WHAT TO WORK ON -
#1 In the sermon excerpt, which verses does the speaker ask readers to look at again?
#2 Write out the stretch of the sermon excerpt from "Be careful.  Don’t" through "able to stand.", word for word.

When you hear of wars and insurrections, don’t panic.
You will be dragged into synagogs and prisons ... but this will be your opportunity to tell them about me, so don’t worry.
Your parents, brothers, relatives, and friends will betray you.  They will even kill some of you.  Everyone will hate you.  But not a hair of your head will perish!  By standing firm, you will win your souls. 
Jerusalem will be surrounded and defeated.  The sky and the sea will be in chaos.  People will be terrified.  But then, everyone will see me coming on the clouds.  So when life falls apart, stand and look up, for your salvation is near!
When you see all of these bad things happening, you can know the Kingdom of God is near.
Be careful.  Don’t let your hearts be dulled by the parties and worries of this life.  Stay alert.  Pray that you will stay strong and be able to stand.

    In other words, Jesus seems to be saying: “Lots of bad stuff is going to happen in this life, but be patiently faithful.  The bad stuff can sting you, but it can’t kill you.  Continue with the plan.  Keep living as my representatives in this world.  Keep loving.  Keep giving.  Keep serving.  Keep believing in me and my way.”

    But how?  How can we be patient when everything seems to be falling apart?  How can we be faithful when everyone else seems to be going the other way?  In a success oriented culture, how can we endure danger and ridicule and the potential of outward failure?
    I think the real key here comes in the strange combination of two ideas.  Look again at verses 16-17, “Even those closest to you - your parents, brothers, relatives, and friends - will betray you.  They will even kill some of you.  And everyone will hate you because of my followers.” 
    OK, great!  Is anyone ready to become a Christian today?  Sign up here and get ready for your execution.  At least Jesus is honest.  He knew that trouble was coming.  He knew it would be hard.  He knew that most of his closest followers would die violent deaths because of their faithfulness to him. 
    Following Jesus is not easy.  Sometimes it’s really, really hard.  Sometimes it takes every ounce of courage and strength that we have.  Sometimes it takes more courage and strength than we have, and only some extra help from the Holy Spirit can get us through.  Don’t let anyone fool you into thinking being a Christian will solve all your problems.  It will solve some problems, but it will also make new problems.  Even your family will sometimes be against you.  That’s just how it works.

DATA UNDER STUDY -
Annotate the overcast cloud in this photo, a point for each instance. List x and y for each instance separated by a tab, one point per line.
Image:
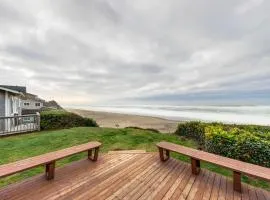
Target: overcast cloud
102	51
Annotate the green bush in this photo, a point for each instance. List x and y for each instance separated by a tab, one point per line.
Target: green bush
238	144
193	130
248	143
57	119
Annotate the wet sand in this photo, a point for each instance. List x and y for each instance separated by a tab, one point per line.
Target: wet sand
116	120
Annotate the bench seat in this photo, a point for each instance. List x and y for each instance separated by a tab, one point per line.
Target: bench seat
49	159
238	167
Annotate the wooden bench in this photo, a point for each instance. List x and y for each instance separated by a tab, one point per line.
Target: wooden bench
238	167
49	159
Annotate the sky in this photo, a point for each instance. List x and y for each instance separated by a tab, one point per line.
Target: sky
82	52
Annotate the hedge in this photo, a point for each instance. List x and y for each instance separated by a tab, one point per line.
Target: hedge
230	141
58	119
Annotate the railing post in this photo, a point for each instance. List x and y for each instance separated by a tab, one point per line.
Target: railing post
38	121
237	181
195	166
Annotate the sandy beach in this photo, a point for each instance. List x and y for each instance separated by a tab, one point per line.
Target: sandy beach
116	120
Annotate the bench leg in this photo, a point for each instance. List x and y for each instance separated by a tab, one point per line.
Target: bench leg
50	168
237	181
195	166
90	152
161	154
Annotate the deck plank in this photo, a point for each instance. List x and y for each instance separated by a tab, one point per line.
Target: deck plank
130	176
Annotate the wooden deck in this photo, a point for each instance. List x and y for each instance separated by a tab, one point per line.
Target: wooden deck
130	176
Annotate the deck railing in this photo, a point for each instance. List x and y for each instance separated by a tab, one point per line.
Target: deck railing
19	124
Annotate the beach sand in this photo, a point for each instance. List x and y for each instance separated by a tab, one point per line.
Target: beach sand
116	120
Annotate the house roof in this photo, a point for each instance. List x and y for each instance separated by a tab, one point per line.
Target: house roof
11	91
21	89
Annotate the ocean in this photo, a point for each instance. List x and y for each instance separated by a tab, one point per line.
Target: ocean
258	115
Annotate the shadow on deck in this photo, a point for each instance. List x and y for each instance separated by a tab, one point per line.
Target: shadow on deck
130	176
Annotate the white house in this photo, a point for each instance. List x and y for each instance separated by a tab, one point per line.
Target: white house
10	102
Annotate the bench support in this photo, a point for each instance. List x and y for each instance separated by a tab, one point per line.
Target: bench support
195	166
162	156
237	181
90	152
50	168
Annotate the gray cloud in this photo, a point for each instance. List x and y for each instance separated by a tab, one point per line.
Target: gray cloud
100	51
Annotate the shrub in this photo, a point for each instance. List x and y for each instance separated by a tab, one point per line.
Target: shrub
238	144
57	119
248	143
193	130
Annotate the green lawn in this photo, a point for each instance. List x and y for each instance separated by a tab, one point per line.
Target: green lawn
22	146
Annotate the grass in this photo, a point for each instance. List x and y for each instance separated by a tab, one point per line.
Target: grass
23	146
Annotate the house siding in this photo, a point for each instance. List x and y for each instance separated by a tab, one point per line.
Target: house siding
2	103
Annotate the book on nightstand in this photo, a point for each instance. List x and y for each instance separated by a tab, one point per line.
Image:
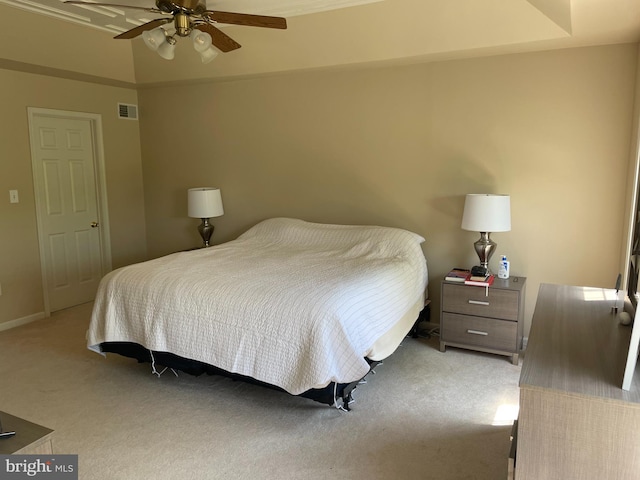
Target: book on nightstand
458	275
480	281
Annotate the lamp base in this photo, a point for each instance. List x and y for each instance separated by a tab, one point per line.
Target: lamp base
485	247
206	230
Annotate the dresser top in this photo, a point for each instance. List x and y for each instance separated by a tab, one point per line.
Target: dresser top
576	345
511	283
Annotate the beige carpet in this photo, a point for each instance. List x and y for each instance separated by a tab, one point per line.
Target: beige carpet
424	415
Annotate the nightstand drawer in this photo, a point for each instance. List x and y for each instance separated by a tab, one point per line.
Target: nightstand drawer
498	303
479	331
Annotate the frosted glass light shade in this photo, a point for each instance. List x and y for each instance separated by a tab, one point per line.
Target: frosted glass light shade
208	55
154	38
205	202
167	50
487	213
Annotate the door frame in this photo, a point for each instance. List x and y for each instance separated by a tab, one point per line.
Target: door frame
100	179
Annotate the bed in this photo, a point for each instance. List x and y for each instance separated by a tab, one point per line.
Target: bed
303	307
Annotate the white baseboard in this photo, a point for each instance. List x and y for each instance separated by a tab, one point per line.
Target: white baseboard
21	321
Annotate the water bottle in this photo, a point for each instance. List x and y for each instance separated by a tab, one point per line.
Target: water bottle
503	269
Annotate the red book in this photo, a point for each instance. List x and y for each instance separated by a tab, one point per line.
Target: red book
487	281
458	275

OUTPUTS FOR THE TASKS -
#1 Verses 16-17

#2
Be careful.  Don’t let your hearts be dulled by the parties and worries of this life.  Stay alert.  Pray that you will stay strong and be able to stand.